▽

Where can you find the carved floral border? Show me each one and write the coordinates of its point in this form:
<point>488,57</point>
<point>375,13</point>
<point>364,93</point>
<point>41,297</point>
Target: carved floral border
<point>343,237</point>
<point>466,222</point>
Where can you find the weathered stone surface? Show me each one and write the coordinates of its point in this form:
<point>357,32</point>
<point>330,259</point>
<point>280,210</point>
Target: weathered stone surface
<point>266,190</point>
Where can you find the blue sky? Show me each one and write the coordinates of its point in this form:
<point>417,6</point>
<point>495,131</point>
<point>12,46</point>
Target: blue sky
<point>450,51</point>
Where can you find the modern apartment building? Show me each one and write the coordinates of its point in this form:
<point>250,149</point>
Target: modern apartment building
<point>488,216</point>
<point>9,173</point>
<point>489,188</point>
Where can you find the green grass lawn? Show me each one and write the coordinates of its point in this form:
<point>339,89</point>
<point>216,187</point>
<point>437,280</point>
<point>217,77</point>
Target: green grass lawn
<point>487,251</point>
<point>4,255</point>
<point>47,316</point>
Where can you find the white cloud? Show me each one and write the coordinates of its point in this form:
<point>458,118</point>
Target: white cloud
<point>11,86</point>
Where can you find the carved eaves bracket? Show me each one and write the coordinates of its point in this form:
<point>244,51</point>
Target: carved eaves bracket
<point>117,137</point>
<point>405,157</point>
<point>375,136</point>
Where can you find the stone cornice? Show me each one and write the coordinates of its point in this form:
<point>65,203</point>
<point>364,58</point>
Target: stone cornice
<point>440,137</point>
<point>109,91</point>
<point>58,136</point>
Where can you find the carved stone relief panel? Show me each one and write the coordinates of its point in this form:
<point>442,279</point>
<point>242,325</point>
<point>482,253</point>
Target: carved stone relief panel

△

# WHAT NEEDS TO BE DONE:
Look for the line that contains "<point>482,253</point>" in the listing above. Set down that line and each line after it, ending with the last one.

# ANSWER TO THIS TASK:
<point>482,253</point>
Target: carved stone relief panel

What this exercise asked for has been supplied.